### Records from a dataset
..........

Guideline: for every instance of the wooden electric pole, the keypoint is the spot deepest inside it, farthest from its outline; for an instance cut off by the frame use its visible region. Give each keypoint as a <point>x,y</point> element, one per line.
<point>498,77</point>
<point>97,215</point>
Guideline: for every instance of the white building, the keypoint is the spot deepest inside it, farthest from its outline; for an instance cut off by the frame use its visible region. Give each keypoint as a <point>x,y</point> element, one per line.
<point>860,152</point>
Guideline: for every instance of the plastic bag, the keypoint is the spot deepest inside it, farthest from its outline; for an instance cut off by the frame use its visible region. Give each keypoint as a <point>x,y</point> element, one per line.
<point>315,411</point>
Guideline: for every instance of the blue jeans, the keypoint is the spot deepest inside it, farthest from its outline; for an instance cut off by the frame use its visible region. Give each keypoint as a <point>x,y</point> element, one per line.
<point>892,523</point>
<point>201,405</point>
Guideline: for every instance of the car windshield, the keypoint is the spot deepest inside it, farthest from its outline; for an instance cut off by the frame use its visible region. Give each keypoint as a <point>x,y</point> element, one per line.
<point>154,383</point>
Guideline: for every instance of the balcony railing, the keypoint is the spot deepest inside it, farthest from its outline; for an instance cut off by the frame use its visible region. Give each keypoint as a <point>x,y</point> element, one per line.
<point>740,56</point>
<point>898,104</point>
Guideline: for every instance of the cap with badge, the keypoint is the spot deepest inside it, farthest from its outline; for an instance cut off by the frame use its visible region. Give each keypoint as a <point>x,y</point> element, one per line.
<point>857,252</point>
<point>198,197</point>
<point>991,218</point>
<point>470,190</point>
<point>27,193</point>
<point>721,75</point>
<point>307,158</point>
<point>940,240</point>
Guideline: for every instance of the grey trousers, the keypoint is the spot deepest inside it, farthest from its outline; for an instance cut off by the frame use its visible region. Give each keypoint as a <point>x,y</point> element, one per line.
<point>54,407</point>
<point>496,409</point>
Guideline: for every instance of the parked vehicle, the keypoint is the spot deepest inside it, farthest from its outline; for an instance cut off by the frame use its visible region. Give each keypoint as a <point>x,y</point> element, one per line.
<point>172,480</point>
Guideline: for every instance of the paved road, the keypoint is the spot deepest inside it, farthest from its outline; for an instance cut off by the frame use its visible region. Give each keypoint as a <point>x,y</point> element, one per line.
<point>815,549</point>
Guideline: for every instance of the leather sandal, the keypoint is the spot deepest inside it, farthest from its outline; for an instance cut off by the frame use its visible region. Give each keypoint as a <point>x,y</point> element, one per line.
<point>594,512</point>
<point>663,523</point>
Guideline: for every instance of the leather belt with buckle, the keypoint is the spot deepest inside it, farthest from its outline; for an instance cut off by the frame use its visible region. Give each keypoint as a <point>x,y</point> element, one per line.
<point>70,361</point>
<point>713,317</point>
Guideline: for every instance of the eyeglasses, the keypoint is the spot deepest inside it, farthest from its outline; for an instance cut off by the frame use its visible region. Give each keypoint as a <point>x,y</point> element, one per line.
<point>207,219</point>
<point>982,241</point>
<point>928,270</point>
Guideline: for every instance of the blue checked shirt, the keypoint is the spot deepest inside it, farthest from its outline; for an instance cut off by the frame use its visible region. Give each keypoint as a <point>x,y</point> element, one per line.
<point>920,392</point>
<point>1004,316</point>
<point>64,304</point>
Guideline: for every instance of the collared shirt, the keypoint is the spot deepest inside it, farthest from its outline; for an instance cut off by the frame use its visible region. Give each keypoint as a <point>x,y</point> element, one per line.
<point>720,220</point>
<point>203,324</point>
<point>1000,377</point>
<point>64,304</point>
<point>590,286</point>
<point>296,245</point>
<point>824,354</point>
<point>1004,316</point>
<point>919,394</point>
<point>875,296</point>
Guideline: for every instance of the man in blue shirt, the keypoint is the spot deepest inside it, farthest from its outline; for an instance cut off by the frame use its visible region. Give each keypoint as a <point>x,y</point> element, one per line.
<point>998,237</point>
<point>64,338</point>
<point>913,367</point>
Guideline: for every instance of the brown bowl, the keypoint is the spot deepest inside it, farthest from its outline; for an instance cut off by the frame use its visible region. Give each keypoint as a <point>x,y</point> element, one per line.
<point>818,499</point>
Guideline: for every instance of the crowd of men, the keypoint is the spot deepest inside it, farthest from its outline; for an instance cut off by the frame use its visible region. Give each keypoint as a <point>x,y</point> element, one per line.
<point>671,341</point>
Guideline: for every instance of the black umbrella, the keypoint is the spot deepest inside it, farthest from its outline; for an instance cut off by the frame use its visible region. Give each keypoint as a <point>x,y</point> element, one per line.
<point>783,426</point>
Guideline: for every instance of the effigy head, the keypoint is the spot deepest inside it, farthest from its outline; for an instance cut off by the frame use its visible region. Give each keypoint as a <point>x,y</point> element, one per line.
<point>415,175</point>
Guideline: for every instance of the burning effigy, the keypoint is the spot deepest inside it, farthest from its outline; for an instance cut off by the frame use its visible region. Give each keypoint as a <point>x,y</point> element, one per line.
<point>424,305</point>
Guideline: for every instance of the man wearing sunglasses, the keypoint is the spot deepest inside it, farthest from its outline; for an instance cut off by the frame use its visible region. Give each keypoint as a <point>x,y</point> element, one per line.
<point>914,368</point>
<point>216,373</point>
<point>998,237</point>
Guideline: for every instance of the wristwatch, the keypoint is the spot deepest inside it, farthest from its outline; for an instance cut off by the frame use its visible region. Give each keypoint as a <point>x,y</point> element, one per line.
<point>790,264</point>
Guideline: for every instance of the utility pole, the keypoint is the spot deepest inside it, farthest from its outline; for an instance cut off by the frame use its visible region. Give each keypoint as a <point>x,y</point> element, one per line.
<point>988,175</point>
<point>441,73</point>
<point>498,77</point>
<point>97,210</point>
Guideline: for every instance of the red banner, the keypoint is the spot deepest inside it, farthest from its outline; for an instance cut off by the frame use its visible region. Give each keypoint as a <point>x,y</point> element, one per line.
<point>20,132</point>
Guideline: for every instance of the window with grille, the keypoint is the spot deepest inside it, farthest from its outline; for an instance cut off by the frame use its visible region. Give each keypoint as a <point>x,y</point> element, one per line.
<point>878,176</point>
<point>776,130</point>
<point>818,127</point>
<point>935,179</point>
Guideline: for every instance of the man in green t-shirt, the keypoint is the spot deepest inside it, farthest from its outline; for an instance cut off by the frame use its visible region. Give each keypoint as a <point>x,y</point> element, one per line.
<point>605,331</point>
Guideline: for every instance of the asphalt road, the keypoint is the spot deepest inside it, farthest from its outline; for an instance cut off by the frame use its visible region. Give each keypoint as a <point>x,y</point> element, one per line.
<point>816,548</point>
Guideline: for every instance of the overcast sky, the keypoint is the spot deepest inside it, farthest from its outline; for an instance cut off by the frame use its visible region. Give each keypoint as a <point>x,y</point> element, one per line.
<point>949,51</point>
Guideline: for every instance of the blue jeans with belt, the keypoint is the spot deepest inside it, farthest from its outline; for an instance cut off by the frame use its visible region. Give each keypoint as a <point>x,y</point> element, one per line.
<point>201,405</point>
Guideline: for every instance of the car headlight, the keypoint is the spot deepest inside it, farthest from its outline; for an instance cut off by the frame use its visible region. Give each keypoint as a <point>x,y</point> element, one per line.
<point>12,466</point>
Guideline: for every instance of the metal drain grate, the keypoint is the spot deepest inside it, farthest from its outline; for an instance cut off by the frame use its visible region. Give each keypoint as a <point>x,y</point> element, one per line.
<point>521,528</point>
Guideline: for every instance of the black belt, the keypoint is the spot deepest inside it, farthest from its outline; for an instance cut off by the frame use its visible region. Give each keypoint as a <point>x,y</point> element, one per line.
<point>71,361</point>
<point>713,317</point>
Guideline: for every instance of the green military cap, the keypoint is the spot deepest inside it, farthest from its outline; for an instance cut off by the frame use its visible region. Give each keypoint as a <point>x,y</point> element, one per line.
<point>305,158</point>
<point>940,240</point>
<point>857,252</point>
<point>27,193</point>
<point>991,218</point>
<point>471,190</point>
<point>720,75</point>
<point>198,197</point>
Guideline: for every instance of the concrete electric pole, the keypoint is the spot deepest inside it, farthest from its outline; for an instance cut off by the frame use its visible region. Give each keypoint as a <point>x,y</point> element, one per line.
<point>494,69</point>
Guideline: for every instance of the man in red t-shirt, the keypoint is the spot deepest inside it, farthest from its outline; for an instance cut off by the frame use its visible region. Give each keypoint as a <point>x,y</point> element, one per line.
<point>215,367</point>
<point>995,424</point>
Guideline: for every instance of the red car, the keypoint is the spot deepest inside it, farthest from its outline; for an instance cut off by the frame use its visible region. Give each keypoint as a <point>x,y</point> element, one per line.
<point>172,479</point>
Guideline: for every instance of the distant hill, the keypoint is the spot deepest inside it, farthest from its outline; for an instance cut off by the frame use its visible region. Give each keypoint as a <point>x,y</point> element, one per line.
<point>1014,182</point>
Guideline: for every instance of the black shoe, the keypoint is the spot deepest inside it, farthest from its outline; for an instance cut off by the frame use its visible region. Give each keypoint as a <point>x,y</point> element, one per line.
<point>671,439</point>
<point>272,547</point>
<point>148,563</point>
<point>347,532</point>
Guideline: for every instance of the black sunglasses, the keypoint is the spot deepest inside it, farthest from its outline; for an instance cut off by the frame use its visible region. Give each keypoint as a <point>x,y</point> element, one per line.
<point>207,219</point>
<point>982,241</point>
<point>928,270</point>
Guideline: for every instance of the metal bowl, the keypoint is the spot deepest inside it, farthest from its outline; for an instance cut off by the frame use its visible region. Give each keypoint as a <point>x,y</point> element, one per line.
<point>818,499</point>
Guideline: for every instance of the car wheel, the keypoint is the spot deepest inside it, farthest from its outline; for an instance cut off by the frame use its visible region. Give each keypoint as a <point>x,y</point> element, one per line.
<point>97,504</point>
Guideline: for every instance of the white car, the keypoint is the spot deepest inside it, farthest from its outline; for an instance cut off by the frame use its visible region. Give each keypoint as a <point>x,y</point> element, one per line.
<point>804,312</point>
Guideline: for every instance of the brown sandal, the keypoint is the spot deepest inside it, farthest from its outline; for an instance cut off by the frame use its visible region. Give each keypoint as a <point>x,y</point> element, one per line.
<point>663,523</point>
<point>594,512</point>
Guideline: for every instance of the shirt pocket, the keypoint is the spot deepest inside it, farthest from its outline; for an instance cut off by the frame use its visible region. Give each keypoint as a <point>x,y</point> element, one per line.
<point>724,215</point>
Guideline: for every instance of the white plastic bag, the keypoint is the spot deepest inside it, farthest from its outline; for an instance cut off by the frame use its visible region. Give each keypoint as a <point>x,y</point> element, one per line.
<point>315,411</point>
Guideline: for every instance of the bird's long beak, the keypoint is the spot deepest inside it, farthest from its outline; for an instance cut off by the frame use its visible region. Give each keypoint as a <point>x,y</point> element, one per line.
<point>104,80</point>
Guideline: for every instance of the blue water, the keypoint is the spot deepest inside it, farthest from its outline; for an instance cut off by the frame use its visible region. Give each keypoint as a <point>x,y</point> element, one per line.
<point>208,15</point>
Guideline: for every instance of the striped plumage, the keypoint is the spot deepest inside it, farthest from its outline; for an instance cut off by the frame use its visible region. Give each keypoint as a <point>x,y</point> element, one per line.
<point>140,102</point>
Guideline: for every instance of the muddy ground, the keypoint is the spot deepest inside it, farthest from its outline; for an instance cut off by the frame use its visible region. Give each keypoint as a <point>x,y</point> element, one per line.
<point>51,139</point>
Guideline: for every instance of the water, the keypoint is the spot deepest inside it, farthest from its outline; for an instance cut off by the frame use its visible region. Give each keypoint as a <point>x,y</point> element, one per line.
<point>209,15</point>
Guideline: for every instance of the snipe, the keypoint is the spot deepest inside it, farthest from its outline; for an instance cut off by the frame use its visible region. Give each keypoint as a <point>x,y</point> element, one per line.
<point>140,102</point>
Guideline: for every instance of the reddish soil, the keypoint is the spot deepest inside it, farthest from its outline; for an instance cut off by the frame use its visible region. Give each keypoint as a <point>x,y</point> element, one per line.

..........

### WHAT IS REQUIRED
Rewrite the items from the line with "Guideline: for every instance of the black umbrella, the" up to and including the line with "<point>424,305</point>", switching "effigy" to "dummy" and leaving everything else the same.

### FULL SOLUTION
Guideline: for every instance of the black umbrella, the keypoint is the spot deepest inside it, farthest from its outline; for an instance cut off by the frame use its visible region. Give each keypoint as a <point>x,y</point> element, one per line.
<point>783,426</point>
Guideline: for every instance of the dummy head, the keypoint is the spot deepest inside it, farthest from its outline; for an instance cut off by the frame use its visible region. Give each keypoint as a <point>x,y</point> element, one per line.
<point>415,175</point>
Guideline: for every instance of the burning dummy, the keypoint is the spot deepest inside it, farthest from its outline; for an instance cut off by the frame use its visible region. Give each keypoint as a <point>x,y</point> element, one per line.
<point>424,305</point>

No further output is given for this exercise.